[Spatial localization data]
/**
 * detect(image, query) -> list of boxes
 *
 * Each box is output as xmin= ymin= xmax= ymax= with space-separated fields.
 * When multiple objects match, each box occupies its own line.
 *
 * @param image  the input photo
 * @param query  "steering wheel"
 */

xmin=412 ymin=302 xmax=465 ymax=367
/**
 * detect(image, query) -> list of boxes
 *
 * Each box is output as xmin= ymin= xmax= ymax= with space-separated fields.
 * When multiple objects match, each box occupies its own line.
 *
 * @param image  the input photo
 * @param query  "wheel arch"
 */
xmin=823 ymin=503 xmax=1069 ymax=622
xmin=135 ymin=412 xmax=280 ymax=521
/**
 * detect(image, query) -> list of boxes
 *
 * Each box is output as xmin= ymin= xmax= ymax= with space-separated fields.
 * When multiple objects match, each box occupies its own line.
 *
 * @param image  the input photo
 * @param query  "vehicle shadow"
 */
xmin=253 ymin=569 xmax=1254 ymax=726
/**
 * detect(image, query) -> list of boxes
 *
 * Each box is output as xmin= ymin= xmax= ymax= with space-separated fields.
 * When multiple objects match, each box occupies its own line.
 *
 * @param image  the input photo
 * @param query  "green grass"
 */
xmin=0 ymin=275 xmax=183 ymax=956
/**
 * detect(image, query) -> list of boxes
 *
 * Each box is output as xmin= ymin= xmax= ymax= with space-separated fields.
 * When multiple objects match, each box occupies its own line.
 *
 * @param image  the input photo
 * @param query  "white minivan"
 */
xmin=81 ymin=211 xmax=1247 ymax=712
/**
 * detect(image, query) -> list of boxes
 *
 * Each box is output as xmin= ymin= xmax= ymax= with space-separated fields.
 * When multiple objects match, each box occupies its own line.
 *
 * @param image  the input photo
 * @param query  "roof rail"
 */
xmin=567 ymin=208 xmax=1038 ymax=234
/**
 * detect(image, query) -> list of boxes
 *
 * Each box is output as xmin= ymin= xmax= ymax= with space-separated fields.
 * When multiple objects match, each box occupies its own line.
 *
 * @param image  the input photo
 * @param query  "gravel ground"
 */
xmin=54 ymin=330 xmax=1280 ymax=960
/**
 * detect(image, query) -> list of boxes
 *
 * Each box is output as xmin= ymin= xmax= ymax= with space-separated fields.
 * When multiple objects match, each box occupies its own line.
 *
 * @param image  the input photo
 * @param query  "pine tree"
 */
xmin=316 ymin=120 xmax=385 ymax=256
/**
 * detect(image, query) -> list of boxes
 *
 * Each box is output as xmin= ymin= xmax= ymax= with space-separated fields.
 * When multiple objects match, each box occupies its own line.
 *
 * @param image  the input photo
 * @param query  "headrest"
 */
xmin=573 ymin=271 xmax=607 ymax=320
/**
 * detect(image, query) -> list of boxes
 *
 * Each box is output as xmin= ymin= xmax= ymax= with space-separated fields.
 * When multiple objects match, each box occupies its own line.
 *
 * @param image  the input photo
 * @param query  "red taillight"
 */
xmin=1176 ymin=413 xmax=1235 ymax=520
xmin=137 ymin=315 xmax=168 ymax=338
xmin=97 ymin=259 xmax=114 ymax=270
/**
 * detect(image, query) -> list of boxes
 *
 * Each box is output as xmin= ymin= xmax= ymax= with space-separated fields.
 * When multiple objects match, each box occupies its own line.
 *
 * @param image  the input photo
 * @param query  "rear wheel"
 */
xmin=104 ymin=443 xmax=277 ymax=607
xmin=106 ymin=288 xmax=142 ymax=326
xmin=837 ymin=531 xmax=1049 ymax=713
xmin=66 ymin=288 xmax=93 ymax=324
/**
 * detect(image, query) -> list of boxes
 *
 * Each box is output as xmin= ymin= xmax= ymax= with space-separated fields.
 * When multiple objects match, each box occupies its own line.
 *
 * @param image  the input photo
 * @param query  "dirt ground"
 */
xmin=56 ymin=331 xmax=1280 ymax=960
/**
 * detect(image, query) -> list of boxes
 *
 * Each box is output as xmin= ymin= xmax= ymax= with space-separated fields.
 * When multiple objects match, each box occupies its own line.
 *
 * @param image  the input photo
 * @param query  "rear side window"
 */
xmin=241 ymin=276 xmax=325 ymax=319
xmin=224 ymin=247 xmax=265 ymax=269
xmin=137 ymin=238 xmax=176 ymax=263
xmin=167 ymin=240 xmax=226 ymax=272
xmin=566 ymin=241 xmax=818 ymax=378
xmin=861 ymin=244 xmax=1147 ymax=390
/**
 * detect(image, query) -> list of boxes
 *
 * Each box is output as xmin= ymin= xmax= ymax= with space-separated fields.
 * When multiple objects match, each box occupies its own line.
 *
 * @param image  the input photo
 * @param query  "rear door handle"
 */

Action item :: Would you output all the records above exactly as written?

Exercise answer ::
/**
 * detect(image, query) -> list of boxes
 *
 * Each box is output as xmin= ymin= xmax= ymax= with space-separated fields.
 * When multiple objects match, each box occupies its own line.
 *
 * @param image  the input photo
 * @param query  "steering wheel"
 */

xmin=412 ymin=302 xmax=465 ymax=367
/**
 * detect(image, query) -> list of boxes
 *
 * Each box is output as xmin= ymin= xmax= ymax= with space-separated fields.
 * When multiple objects match, each box occupies its own line.
 *
 * @param image  the input photo
 * @param query  "wheel arch"
 */
xmin=823 ymin=503 xmax=1069 ymax=622
xmin=135 ymin=412 xmax=280 ymax=521
/**
 * detect(image, query) -> list of boxes
 *
 * Each box is output as xmin= ymin= xmax= ymax= with space-separated fields.
 * When multiple objects match, each box occupies its own line.
 *
 * @param image  the input photo
 * @param query  "vehicle shadow"
 */
xmin=253 ymin=569 xmax=1254 ymax=726
/**
 * detect(image, query) -> list of boxes
 *
 * Each box is output as xmin= ymin= xmax= ymax= with space-separated fields.
 * When multiple objects match, each box occupies its own line.
 *
 * @param image  the input photo
 * @param query  "green grass"
 */
xmin=0 ymin=275 xmax=183 ymax=956
/**
 * detect(image, query) -> list of boxes
 *
 * Each box is output as xmin= ymin= xmax= ymax= with space-separated fields.
 * When multiple objects match, each box occupies its own line.
 *
 * @param image  the input photo
 * @param query  "white minivan"
 */
xmin=81 ymin=211 xmax=1247 ymax=712
/**
 * detect(image, query) -> list of boxes
 *
 * Each box is output as xmin= ymin= xmax= ymax= with space-separated fields.
 * When multiple objects match, each box occupies its own line.
 *
 * @param image  the input photo
 * @param query  "roof rail"
 */
xmin=567 ymin=208 xmax=1038 ymax=234
/**
 * detect(image, query) -> list of boxes
 *
 * Each box is output as xmin= ymin= xmax= ymax= with space-separated fields.
 * When multiple objects match, each box occupies its own line.
 *
 * @param image  the input photo
 * @param query  "gravel ground"
 */
xmin=54 ymin=330 xmax=1280 ymax=960
/**
 * detect(image, query) -> list of boxes
 *
 * Each box is output as xmin= ymin= xmax= ymax= with space-separated fields.
 * When multiple objects match, each box occupies its own line.
 *
 * @param image  the input photo
 * @param query  "pine tree"
 */
xmin=316 ymin=120 xmax=385 ymax=256
/**
 * detect(image, query) -> list of boxes
 *
 * Each box is output as xmin= ymin= xmax= ymax= with space-separated fields.
 * When multiple objects match, each box occupies its own line.
 *
 * @param image  the input photo
 * @param query  "headrest"
 */
xmin=573 ymin=271 xmax=607 ymax=320
/**
 * detect(image, query) -> list of boxes
 *
 * Each box is output as xmin= ymin= xmax= ymax= with space-separated fields.
 * When multiple objects match, each box occupies its own line.
 *
 * @param image  the input photo
 * @param query  "red taillight"
 */
xmin=1176 ymin=413 xmax=1235 ymax=520
xmin=137 ymin=315 xmax=168 ymax=338
xmin=97 ymin=259 xmax=114 ymax=270
/**
 * detect(image, query) -> list of boxes
 *
 * Each box is output as xmin= ymin= xmax= ymax= with space-separated fields.
 * When multiple objects match, each box occupies its own line.
 *
 * @param image  the input photo
 * @param query  "rear wheel"
 */
xmin=104 ymin=443 xmax=277 ymax=607
xmin=106 ymin=288 xmax=142 ymax=326
xmin=837 ymin=531 xmax=1049 ymax=713
xmin=66 ymin=288 xmax=93 ymax=324
/**
 * detect(image, query) -> list of boxes
 *
 * Each box is output as xmin= ymin= xmax= ymax= with space-separated fields.
 * When multiple objects match, each box occupies its own line.
 *
 * @param image  the input photo
 * @param query  "dirt ground"
 */
xmin=56 ymin=331 xmax=1280 ymax=960
/**
 * detect(image, query) -> list of boxes
 *
 * Each box is output as xmin= ymin= xmax= ymax= with space-separated fields.
 * When multiple objects match, each box occupies its own line.
 *
 * @param image  the input photo
 * @param query  "rear side window"
 */
xmin=241 ymin=276 xmax=325 ymax=319
xmin=224 ymin=247 xmax=265 ymax=269
xmin=137 ymin=238 xmax=176 ymax=263
xmin=167 ymin=240 xmax=226 ymax=272
xmin=566 ymin=241 xmax=818 ymax=378
xmin=861 ymin=244 xmax=1147 ymax=390
/**
 * detect(image, query) -> list of boxes
 *
 * Each box is output as xmin= ymin= xmax= ymax= with space-separated fields.
 * When multiple objects match, each box occupies its own line.
 *
 * @param image  the input photo
 * @param query  "rear door handle"
 */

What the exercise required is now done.